Beginning at the line that contains "Where can you see the child's" and ending at the last line of the records below, retype each line exactly and add nothing.

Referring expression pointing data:
————————
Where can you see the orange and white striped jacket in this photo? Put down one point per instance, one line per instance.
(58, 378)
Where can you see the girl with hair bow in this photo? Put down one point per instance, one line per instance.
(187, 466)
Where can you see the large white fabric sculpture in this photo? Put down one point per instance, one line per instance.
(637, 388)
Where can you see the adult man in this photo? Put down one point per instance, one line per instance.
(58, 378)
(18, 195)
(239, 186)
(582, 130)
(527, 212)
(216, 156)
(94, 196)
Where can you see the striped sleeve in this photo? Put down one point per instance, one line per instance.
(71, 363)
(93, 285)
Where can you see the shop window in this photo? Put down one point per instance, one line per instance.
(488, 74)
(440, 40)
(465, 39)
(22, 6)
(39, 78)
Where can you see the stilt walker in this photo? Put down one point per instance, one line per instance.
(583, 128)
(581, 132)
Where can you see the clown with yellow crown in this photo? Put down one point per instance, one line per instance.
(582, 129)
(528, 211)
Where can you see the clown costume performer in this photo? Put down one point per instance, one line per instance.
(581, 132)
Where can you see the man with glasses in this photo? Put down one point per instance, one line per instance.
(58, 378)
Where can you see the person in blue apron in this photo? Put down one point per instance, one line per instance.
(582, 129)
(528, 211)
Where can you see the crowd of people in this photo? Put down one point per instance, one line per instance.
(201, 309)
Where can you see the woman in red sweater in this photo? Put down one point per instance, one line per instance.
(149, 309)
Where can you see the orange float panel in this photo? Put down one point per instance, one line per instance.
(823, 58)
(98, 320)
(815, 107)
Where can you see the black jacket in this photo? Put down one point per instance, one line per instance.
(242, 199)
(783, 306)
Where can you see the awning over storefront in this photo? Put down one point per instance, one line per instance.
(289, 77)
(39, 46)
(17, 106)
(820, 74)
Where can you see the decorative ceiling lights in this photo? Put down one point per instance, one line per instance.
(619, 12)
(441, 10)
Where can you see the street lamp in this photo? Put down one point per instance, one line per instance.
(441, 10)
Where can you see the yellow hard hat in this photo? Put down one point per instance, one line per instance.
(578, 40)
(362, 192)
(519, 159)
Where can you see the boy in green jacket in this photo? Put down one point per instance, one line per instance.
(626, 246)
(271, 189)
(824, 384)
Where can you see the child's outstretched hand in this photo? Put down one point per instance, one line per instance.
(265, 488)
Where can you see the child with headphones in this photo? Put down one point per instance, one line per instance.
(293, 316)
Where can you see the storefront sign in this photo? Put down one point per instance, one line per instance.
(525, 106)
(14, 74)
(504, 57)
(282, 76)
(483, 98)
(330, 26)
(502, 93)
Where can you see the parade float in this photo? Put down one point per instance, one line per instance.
————————
[Finished exercise]
Where can you see the child's outstretched hand in this photo? Put down one point per instance, one line per instance.
(265, 488)
Where can you see the child with headphones in this photo? Put down one point per instance, one line per instance.
(293, 316)
Where can you see the storefront sign in this photo? Put down one point per instance, one line per instance.
(525, 106)
(14, 74)
(504, 57)
(282, 76)
(483, 98)
(330, 26)
(502, 93)
Where can you see the parade float in this photo? Put down one point per instance, one line per instance.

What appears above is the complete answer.